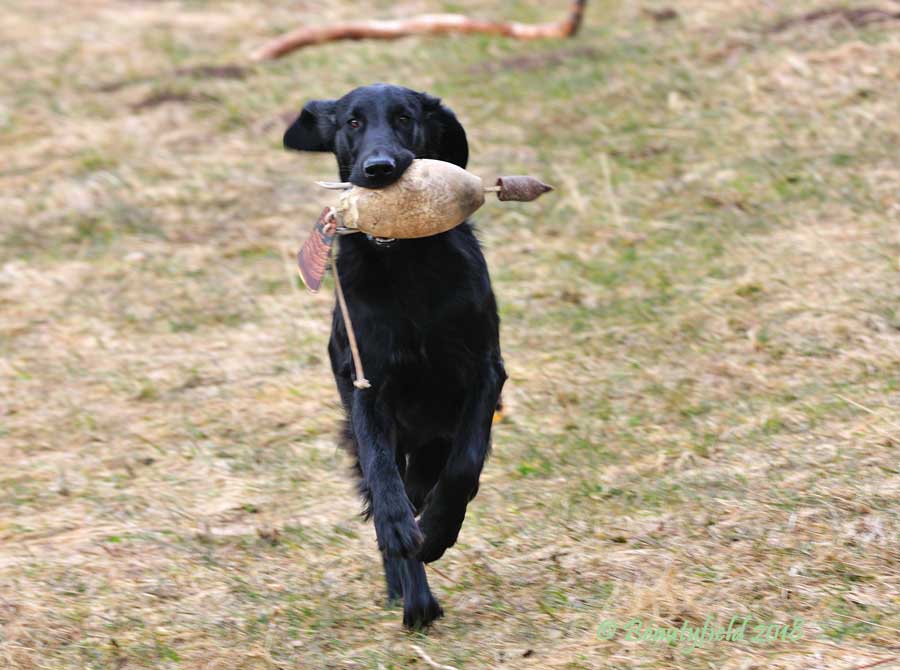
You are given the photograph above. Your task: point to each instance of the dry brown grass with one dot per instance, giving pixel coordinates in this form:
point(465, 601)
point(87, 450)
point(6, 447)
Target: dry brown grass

※ ※ ※

> TASK DIRECTIONS:
Can you reproduce every item above word for word, leaving the pictures out?

> OUTPUT OF THE TASK:
You are given the photograph above. Your task: point to each instance of the dry brown grass with one dot per instance, giving pixel coordinates in this form:
point(465, 601)
point(87, 450)
point(6, 447)
Target: dry brown grass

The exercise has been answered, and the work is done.